CONSIGNE A: Peux-tu recopier sans aucun changement, parmi les lignes fournies et non dans le texte du document, le passage qui s'ouvre sur la ligne contenant « Where can the distant » et se ferme sur celle contenant « <point>779,225</point> », ces deux lignes comprises ?

TEXTE DU DOCUMENT:
Ils sont durs à lire les bougres.

C'est que lorsqu'ils rédigent à quatre mains, ils se lâchent et laissent s'exprimer toutes les associations qui s'expriment à partir de leur immense culture. Gilles Deleuze et Félix Guattari ça pense et ça ne communique pas...  encore que c'est aussi une manière de communiquer car l'opacité est extrêmement attirante pour le glaneur de sens, ainsi que pour le snob évidemment, elle est comme une porte sublime pleine de promesses. On donne ici forme idiosyncratique à de la pensée en duo, et tant pis pour toi si tu ne suis pas et si tu n'as pas les clés pour entendre les innombrables références qui ne sont pas explicitées dans leur convocation mais totalement fondues dans la pensée en train d'opérer tandis qu'elle s'écrit. Ces deux- là devaient se mettre d'accord sur la problématique, puis écrire vite dans une sorte de transe.

 

D'ailleurs tu n'es pas obligé de liret si tu t'y risques, muni d'une sérieuse culture philosophique et littéraire tu peux sauter des passages opaques. Ce que j'ai fait en lisant l'anti oedipe, et cela a encore été mon cas en lisant ce "Qu'est-ce que la philosophie ?" tardif dans leur vie . Non pas un testament mais un retour sur soi même un peu anxieux au dépat : nous sommes censés être des philosophes. Mais qu'avons nous fait exactement se demandent les amis?

LIGNES FOURNIES:
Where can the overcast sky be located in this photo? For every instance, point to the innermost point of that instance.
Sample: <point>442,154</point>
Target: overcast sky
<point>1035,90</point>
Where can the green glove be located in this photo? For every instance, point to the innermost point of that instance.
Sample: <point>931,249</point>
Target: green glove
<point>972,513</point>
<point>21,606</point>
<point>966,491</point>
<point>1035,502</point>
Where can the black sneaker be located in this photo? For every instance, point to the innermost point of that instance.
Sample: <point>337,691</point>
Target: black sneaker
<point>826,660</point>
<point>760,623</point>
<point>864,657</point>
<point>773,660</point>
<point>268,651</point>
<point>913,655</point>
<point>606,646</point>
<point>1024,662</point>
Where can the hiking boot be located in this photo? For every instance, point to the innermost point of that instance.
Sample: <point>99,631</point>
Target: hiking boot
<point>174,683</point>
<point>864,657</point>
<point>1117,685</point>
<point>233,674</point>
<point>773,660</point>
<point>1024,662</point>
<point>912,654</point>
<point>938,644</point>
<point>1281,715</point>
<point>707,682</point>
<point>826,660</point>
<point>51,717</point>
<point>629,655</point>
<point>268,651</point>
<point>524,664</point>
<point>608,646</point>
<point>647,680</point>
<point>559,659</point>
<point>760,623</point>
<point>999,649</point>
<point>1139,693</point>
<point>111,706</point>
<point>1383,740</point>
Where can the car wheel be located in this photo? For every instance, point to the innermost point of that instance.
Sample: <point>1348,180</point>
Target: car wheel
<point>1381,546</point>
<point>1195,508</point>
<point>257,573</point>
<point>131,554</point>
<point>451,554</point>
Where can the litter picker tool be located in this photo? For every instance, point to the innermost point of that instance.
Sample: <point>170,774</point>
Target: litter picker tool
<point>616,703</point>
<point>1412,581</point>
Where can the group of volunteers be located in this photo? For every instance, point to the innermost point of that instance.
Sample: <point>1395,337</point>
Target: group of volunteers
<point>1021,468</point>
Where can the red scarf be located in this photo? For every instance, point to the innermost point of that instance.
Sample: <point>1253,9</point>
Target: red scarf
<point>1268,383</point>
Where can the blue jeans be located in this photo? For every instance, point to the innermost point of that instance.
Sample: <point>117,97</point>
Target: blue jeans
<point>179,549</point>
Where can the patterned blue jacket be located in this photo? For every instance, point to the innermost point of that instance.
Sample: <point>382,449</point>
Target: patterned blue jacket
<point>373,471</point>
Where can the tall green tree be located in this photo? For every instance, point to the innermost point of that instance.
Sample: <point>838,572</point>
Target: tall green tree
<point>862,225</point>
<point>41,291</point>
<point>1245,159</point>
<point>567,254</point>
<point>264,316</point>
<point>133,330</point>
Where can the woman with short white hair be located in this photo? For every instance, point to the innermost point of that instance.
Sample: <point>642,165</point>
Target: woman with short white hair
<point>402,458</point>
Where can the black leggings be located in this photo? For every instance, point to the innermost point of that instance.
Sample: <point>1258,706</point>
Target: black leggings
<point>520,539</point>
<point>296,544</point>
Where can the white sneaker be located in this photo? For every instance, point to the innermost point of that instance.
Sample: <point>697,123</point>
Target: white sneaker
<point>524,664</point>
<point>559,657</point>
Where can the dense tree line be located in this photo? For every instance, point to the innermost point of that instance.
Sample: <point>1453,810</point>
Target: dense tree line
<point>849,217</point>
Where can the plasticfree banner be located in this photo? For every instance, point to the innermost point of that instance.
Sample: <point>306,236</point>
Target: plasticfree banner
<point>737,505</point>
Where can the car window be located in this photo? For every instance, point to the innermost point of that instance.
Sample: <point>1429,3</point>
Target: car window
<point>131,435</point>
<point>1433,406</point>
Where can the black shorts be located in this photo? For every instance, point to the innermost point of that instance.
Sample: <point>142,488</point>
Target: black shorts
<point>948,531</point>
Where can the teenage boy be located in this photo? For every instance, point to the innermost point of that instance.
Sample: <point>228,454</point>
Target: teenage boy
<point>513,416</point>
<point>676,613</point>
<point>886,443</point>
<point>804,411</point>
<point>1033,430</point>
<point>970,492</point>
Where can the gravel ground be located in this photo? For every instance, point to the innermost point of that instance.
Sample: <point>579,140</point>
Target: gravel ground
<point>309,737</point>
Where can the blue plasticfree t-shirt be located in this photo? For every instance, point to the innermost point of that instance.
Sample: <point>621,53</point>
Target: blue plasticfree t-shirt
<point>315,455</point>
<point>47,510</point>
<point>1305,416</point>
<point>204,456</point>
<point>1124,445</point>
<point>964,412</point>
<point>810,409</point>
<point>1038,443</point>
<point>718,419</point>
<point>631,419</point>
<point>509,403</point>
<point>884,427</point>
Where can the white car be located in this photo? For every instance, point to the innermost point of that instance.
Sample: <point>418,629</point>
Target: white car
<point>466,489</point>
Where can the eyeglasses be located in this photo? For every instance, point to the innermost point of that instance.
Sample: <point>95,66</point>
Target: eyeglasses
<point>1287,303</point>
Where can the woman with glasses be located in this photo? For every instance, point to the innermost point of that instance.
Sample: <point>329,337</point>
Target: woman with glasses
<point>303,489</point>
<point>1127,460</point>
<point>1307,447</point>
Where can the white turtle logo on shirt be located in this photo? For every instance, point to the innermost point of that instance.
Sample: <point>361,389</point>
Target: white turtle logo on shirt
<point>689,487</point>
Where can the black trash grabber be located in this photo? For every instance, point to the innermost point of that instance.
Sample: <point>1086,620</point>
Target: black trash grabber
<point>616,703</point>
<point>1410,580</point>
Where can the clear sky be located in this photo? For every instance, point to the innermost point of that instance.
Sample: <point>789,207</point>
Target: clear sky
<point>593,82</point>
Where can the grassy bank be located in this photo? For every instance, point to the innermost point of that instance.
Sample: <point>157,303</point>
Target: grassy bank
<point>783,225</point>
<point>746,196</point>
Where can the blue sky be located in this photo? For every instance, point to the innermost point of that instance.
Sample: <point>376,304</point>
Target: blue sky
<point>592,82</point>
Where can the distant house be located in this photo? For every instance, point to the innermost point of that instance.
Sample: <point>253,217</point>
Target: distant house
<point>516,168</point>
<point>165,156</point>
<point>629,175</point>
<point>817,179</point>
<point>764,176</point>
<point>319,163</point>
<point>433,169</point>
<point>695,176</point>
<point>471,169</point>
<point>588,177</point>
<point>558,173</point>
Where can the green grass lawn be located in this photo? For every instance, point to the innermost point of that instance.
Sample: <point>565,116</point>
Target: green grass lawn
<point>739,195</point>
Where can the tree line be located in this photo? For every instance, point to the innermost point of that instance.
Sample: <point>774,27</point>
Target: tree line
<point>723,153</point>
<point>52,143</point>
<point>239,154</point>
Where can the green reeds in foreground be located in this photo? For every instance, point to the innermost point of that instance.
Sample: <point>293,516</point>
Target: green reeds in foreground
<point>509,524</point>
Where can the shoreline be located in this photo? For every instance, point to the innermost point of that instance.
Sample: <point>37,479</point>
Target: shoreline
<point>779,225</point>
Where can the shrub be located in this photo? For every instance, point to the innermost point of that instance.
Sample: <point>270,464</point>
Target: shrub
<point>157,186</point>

CONSIGNE B: Reproduis à l'identique, en entier, le texte du document.

RÉPONSE COMPLÈTE A:
Where can the distant house be located in this photo? For every instance, point to the innermost point of that instance.
Sample: <point>253,217</point>
Target: distant house
<point>516,168</point>
<point>165,156</point>
<point>629,175</point>
<point>817,179</point>
<point>764,176</point>
<point>319,163</point>
<point>433,169</point>
<point>695,176</point>
<point>471,169</point>
<point>588,177</point>
<point>558,173</point>
Where can the green grass lawn be located in this photo? For every instance, point to the innermost point of that instance.
Sample: <point>565,116</point>
Target: green grass lawn
<point>739,195</point>
Where can the tree line be located in this photo? For every instance, point to the innermost point of that instance.
Sample: <point>774,27</point>
Target: tree line
<point>723,153</point>
<point>52,143</point>
<point>239,154</point>
Where can the green reeds in foreground be located in this photo? For every instance, point to the innermost point of that instance.
Sample: <point>293,516</point>
Target: green reeds in foreground
<point>509,524</point>
Where can the shoreline be located in this photo? For every instance, point to the innermost point of that instance.
Sample: <point>37,479</point>
Target: shoreline
<point>779,225</point>

RÉPONSE COMPLÈTE B:
Ils sont durs à lire les bougres.

C'est que lorsqu'ils rédigent à quatre mains, ils se lâchent et laissent s'exprimer toutes les associations qui s'expriment à partir de leur immense culture. Gilles Deleuze et Félix Guattari ça pense et ça ne communique pas...  encore que c'est aussi une manière de communiquer car l'opacité est extrêmement attirante pour le glaneur de sens, ainsi que pour le snob évidemment, elle est comme une porte sublime pleine de promesses. On donne ici forme idiosyncratique à de la pensée en duo, et tant pis pour toi si tu ne suis pas et si tu n'as pas les clés pour entendre les innombrables références qui ne sont pas explicitées dans leur convocation mais totalement fondues dans la pensée en train d'opérer tandis qu'elle s'écrit. Ces deux- là devaient se mettre d'accord sur la problématique, puis écrire vite dans une sorte de transe.

 

D'ailleurs tu n'es pas obligé de liret si tu t'y risques, muni d'une sérieuse culture philosophique et littéraire tu peux sauter des passages opaques. Ce que j'ai fait en lisant l'anti oedipe, et cela a encore été mon cas en lisant ce "Qu'est-ce que la philosophie ?" tardif dans leur vie . Non pas un testament mais un retour sur soi même un peu anxieux au dépat : nous sommes censés être des philosophes. Mais qu'avons nous fait exactement se demandent les amis?